The ABCC’s findings that Moet-Hennessy and M-H U.S.A. did not acquire and liquidate Schieffelin in order to circumvent § 25E, and that M-H U.S.A. never made sales to Pastene, will be upheld if based on substantial evidence. See BoylstonWashington, Inc. v. Alcoholic Beverages Control Comm’n, 8 Mass. App. Ct. 396, 398 (1979). The record of the first ABCC hearing which, by the parties’ agreement, was used at the second hearing as well, consists of statements of fact related and agreed to by the parties’ counsel, and the testimony of one witness. The facts, as stated, established that the acquisition of Schieffelin cost Moet-Hennessy in excess of $48,000,000, and the witness testified that the subsequent liquidation resulted in a tax saving of approximately $7,000,000. The agreed facts also indicate that new management was installed at Schieffelin and that M-H U.S.A. instituted operational changes once it was licensed and Schieffelin had been liquidated. These factors indicate that Moet-Hennessy and M-H U.S.A. had entered into a large scale corporate transaction with the intention of operating an ongoing liquor importing and distributing business. In sum, the record contains substantial evidence supporting the ABCC’s finding that the acquisition and liquidation of Schieffelin was not undertaken in order to circumvent § 25E. Similarly, counsels’ statement that M-H U.S.A. never made sales to Pastene supports the ABCC’s finding to that effect.

Record set:

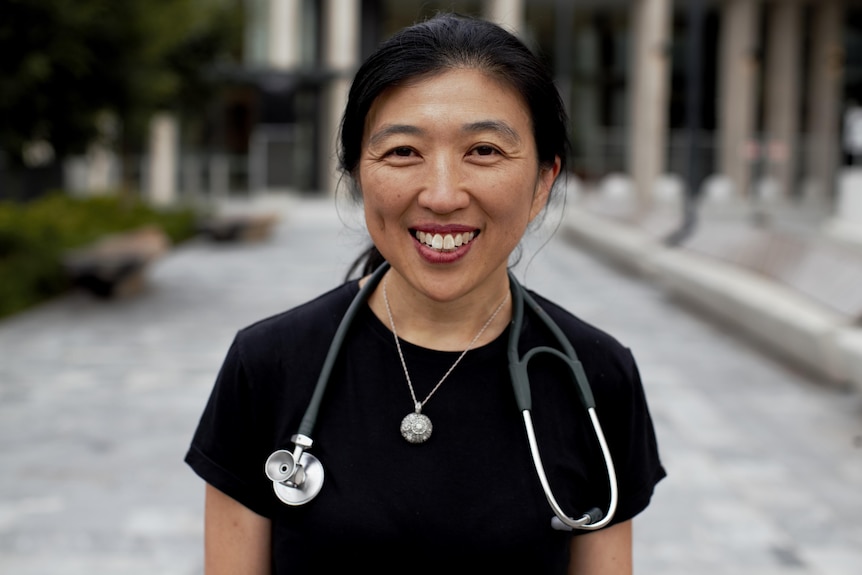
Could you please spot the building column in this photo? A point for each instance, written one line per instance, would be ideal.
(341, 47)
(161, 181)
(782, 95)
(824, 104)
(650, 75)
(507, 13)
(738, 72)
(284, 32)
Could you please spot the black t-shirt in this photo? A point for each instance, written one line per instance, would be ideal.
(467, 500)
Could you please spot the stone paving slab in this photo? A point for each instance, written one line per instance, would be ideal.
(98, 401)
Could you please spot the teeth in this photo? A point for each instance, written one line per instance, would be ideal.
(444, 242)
==
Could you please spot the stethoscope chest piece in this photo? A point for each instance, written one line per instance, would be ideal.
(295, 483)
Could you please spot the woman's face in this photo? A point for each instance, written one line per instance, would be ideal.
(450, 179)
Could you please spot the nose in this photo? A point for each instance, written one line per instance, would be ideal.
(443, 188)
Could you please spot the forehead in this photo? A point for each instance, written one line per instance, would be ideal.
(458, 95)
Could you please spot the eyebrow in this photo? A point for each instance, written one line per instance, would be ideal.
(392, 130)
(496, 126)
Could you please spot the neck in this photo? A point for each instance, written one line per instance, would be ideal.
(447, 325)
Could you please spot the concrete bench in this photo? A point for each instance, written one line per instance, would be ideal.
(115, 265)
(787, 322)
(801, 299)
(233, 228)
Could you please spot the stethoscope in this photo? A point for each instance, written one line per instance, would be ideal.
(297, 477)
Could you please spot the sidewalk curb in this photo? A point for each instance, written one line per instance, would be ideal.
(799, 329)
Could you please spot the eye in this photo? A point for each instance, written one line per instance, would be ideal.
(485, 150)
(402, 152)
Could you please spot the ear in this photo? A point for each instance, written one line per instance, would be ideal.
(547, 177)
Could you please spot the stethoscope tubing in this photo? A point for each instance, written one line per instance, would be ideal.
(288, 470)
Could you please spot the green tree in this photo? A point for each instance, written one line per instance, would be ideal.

Exercise 1:
Answer these questions from the ABCC excerpt:
(a) On what basis will the ABCC's findings be upheld?
(b) What did the acquisition of Schieffelin cost Moet-Hennessy?
(c) What tax saving did the witness say the liquidation produced?
Exercise 2: According to the ABCC excerpt, why is the finding that Schieffelin was not acquired and liquidated to circumvent § 25E supported by substantial evidence?
The listing is separate material, unrelated to the ABCC excerpt.

Complete answer 1:
(a) They will be upheld if based on substantial evidence.
(b) It cost in excess of $48,000,000.
(c) It produced a tax saving of approximately $7,000,000.

Complete answer 2: The acquisition cost over $48,000,000, and the liquidation saved about $7,000,000 in taxes. New management was installed at Schieffelin, and M-H U.S.A. made operational changes after it was licensed. These factors show a large-scale corporate transaction intended to run an ongoing liquor importing and distributing business.